Stored data
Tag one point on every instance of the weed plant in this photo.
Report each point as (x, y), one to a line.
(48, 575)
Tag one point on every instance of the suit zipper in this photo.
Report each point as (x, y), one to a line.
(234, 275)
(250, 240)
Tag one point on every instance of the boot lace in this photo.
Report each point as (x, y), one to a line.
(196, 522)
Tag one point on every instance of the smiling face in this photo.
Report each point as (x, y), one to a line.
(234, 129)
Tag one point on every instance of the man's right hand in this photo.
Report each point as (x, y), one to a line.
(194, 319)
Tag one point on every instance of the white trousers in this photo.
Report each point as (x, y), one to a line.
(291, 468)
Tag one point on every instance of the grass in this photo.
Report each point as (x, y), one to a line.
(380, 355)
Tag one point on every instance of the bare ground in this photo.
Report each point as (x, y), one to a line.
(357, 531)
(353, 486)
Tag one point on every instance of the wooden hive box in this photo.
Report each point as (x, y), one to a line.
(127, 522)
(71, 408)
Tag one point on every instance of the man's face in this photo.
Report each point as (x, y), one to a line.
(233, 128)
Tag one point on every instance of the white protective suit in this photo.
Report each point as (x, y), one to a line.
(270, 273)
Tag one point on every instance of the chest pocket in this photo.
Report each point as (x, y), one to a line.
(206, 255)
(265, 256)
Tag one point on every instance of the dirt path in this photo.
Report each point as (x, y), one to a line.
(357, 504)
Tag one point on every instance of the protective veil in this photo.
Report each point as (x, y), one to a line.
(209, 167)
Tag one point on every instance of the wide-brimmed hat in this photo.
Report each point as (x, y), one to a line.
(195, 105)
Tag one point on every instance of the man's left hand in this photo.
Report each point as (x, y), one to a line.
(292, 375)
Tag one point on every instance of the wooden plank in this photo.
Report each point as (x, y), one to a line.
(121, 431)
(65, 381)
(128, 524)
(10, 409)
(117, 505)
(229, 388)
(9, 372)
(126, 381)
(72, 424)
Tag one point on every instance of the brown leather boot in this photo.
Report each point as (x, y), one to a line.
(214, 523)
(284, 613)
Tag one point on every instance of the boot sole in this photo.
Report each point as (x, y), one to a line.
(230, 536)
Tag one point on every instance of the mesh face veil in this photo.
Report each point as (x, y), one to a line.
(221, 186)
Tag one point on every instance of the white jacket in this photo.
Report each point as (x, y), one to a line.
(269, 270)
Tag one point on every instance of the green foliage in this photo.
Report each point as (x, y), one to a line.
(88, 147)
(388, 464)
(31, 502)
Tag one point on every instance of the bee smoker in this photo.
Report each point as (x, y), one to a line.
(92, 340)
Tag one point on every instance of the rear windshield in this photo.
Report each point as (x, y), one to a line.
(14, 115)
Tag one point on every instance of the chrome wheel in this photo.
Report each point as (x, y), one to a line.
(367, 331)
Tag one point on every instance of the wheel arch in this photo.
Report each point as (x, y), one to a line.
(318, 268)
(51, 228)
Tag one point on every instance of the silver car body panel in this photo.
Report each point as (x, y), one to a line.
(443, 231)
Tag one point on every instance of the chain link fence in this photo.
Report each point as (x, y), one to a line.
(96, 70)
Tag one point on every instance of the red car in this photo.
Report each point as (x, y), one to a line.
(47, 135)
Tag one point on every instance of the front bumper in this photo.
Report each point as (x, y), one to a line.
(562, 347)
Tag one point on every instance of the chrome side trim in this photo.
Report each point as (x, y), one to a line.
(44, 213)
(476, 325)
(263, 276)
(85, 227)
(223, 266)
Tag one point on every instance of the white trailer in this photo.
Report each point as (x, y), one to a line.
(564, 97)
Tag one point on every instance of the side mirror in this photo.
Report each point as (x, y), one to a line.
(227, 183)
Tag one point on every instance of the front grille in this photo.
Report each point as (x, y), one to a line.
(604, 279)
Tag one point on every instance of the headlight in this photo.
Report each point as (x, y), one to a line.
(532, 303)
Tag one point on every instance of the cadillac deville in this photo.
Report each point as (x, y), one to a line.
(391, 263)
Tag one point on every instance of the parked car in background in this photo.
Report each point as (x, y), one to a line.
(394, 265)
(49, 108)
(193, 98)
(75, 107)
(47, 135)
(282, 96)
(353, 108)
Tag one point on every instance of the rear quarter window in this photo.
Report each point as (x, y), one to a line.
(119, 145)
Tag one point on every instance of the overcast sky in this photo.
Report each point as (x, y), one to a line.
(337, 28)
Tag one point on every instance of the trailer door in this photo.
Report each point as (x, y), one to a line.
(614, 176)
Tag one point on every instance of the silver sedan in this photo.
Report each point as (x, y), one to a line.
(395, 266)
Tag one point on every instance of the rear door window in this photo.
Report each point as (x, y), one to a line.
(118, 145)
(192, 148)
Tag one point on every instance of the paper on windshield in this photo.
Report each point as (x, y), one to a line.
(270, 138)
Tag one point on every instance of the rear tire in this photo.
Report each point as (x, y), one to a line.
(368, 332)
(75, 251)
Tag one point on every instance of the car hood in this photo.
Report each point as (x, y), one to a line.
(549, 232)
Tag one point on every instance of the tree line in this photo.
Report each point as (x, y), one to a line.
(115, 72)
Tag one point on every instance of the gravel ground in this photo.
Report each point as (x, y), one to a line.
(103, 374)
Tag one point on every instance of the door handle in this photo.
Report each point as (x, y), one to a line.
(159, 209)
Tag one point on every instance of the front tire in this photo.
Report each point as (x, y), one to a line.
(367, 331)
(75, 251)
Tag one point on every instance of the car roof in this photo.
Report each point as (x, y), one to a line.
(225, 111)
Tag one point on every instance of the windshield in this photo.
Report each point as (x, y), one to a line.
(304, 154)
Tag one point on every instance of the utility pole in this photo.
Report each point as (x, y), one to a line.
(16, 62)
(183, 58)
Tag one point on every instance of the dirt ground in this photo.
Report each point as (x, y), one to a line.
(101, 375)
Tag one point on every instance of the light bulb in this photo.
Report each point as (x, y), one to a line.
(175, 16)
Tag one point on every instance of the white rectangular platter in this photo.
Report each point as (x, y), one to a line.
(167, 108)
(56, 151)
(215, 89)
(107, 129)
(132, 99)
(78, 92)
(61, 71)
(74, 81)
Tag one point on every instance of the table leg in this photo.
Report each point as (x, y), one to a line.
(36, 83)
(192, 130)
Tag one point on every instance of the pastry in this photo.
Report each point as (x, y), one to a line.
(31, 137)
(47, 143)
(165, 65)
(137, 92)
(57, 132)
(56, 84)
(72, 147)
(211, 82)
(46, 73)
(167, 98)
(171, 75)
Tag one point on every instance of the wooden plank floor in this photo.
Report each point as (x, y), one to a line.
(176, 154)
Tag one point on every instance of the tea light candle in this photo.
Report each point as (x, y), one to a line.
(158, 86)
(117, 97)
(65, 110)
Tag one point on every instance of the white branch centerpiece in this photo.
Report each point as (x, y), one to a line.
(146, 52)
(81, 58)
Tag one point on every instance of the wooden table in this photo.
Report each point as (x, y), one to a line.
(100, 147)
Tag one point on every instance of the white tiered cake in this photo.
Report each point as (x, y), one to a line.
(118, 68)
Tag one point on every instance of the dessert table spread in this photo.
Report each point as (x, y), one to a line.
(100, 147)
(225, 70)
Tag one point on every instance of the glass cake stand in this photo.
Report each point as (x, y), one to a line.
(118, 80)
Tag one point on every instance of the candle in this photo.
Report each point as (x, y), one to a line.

Task description
For the listing above, state how many lines contain the word "silver", with no other words.

Result of this task
2